--- Location labeling records ---
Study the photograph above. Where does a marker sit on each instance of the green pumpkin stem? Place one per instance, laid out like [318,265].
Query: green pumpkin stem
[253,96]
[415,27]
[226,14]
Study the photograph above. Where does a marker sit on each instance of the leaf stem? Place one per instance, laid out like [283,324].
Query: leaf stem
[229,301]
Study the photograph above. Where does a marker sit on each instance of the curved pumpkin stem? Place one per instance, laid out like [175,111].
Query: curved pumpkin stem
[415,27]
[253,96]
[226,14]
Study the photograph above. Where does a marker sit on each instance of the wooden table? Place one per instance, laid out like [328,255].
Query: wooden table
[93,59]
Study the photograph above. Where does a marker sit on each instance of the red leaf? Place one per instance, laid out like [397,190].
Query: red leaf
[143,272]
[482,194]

--- STATED PROBLEM ---
Reproduce the listing above line for line, with no changes.

--- WRITTEN ANSWER ---
Study the photograph above. Where does a marker sit on each instance of the green pumpkin stem? Place one per instance, laid out like [318,265].
Query: green pumpkin stem
[253,96]
[415,27]
[226,14]
Study the photograph above. Where does a marker sit on each instance of the leaf stem? Place one per instance, laid out like [283,324].
Query: leaf stem
[229,301]
Study the photograph above. Where does a marker sit on each instance of the curved pumpkin stem? Place one per instance, laid out like [175,111].
Query: curved pumpkin stem
[415,27]
[253,96]
[226,14]
Study the photograph above. Where does a marker sit on each instance of the wooden table? Place one per instance, laid out like [328,255].
Query: wooden table
[93,59]
Study the photograph above. Where does a marker sit on each instance of the red leaf? Place one per instance, laid out like [397,190].
Query: red leaf
[143,272]
[482,194]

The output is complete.